***** SUPPLIED MATERIAL *****
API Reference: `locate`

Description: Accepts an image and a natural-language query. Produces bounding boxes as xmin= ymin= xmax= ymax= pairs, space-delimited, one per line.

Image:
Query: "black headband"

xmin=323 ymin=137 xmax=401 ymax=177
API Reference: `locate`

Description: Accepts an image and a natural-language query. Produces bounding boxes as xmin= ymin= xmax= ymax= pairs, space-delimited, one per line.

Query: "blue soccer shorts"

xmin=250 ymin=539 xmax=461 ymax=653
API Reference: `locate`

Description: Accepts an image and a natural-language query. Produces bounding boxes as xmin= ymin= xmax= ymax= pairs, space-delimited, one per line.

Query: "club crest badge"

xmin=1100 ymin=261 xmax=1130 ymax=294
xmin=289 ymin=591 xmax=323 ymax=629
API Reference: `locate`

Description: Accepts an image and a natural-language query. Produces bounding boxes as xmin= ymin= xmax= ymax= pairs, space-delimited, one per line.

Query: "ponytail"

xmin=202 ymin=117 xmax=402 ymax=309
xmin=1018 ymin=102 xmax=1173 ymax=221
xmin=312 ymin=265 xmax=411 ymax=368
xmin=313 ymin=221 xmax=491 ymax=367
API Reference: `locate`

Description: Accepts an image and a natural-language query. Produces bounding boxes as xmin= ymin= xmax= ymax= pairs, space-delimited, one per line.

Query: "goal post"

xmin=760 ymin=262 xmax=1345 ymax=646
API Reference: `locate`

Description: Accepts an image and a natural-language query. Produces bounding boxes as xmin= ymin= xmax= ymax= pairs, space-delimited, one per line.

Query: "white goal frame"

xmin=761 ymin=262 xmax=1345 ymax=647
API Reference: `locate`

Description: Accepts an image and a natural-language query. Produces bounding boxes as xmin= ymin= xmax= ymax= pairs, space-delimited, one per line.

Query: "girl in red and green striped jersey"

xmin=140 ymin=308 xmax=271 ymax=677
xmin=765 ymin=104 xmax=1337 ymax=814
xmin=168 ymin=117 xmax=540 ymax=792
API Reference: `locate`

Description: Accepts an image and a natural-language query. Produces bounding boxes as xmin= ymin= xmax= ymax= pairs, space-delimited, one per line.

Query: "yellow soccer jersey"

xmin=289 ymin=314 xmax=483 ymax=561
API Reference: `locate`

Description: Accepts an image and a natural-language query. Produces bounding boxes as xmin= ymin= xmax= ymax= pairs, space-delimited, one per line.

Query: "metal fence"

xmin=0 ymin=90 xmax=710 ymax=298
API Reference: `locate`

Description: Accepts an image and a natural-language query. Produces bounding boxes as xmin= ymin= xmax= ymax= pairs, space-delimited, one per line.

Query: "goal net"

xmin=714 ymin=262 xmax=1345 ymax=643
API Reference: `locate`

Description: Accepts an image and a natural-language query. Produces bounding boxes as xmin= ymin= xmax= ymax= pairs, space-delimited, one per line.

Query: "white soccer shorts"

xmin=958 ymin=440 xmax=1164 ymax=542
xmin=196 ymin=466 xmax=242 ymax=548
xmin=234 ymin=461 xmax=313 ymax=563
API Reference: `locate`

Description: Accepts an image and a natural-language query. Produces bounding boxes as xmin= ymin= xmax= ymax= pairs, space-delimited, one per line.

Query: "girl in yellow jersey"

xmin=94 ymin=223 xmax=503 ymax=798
*****
WHAT YOU HAVE TO DO — Put every line of the material above into a JSON list of strings, one string per line, leaving out blank lines.

TASK SOLUTION —
[
  "API Reference: `locate`",
  "Description: Accepts an image and a natural-language query. Produces bounding boxes as xmin= ymin= xmax= ymax= pairs, space-delimited, one per line.",
  "Image:",
  "Query: \"black headband\"",
  "xmin=323 ymin=137 xmax=401 ymax=177",
  "API Reference: `locate`",
  "Description: Accepts an image and a natural-language query. Produces bounding boxes as xmin= ymin= xmax= ymax= pairs, space-delimited, one per line.",
  "Query: \"blue soccer shorts\"",
  "xmin=250 ymin=539 xmax=461 ymax=653",
  "API Reference: `locate`",
  "Description: Accepts an image and a natural-language query. Produces bounding boxes as xmin= ymin= xmax= ymax= pairs, space-delimited, one per line.",
  "Query: \"club crest badge\"",
  "xmin=1100 ymin=261 xmax=1130 ymax=294",
  "xmin=289 ymin=591 xmax=323 ymax=629",
  "API Reference: `locate`",
  "Description: Accepts an image and a natural-language query. Produces bounding boxes as xmin= ymin= xmax= ymax= pairs, space-delimited, one per line.",
  "Query: \"ponytail\"",
  "xmin=202 ymin=117 xmax=402 ymax=309",
  "xmin=1018 ymin=102 xmax=1173 ymax=221",
  "xmin=312 ymin=265 xmax=411 ymax=368",
  "xmin=313 ymin=221 xmax=491 ymax=367",
  "API Reference: `locate`",
  "Description: Accepts an image and a natural-language query. Produces bounding boxes as xmin= ymin= xmax= ymax= pairs, space-delimited, one per line.",
  "Query: \"goal post\"",
  "xmin=760 ymin=262 xmax=1345 ymax=646",
  "API Reference: `locate`",
  "Description: Accepts an image and a natural-language query. Produces bounding boxes as xmin= ymin= xmax= ymax= pairs, space-delimited, one per line.",
  "Query: \"white goal frame\"",
  "xmin=761 ymin=262 xmax=1345 ymax=647",
  "API Reference: `locate`",
  "Description: Accepts an image and a natural-language query. Produces bounding boxes as xmin= ymin= xmax= ymax= pairs, space-delimited, one per line.",
  "Query: \"girl in red and green striped jersey\"",
  "xmin=140 ymin=308 xmax=271 ymax=677",
  "xmin=765 ymin=104 xmax=1337 ymax=814",
  "xmin=168 ymin=117 xmax=540 ymax=792",
  "API Reference: `locate`",
  "Description: Accepts an image and a natural-language query. Produces bounding boxes as xmin= ymin= xmax= ymax= pairs, space-delimited, one per line.",
  "Query: \"yellow soccer jersey\"",
  "xmin=289 ymin=314 xmax=483 ymax=561",
  "API Reference: `locate`",
  "Description: Accepts an image and a natural-language query. Produces bounding boxes as xmin= ymin= xmax= ymax= pairs, space-delimited, one per line.",
  "Query: \"metal fence\"",
  "xmin=0 ymin=90 xmax=710 ymax=298",
  "API Reference: `locate`",
  "Description: Accepts an image and a natural-language query. Produces bounding boxes as xmin= ymin= xmax= ymax= pairs, space-delimited, one per line.",
  "Query: \"goal net\"",
  "xmin=714 ymin=262 xmax=1345 ymax=643",
  "API Reference: `locate`",
  "Description: Accepts an image and a natural-language query. Produces bounding boxes as xmin= ymin= xmax= ymax= pairs, space-delimited, one per line.",
  "Query: \"white soccer shorts\"",
  "xmin=958 ymin=440 xmax=1164 ymax=542",
  "xmin=196 ymin=466 xmax=242 ymax=548",
  "xmin=234 ymin=461 xmax=313 ymax=563",
  "API Reference: `locate`",
  "Description: Accepts an image and a natural-language query. Produces bounding boxes as xmin= ymin= xmax= ymax= pairs, space-delimited, one per line.",
  "Query: \"girl in yellow jersey\"",
  "xmin=94 ymin=223 xmax=503 ymax=798"
]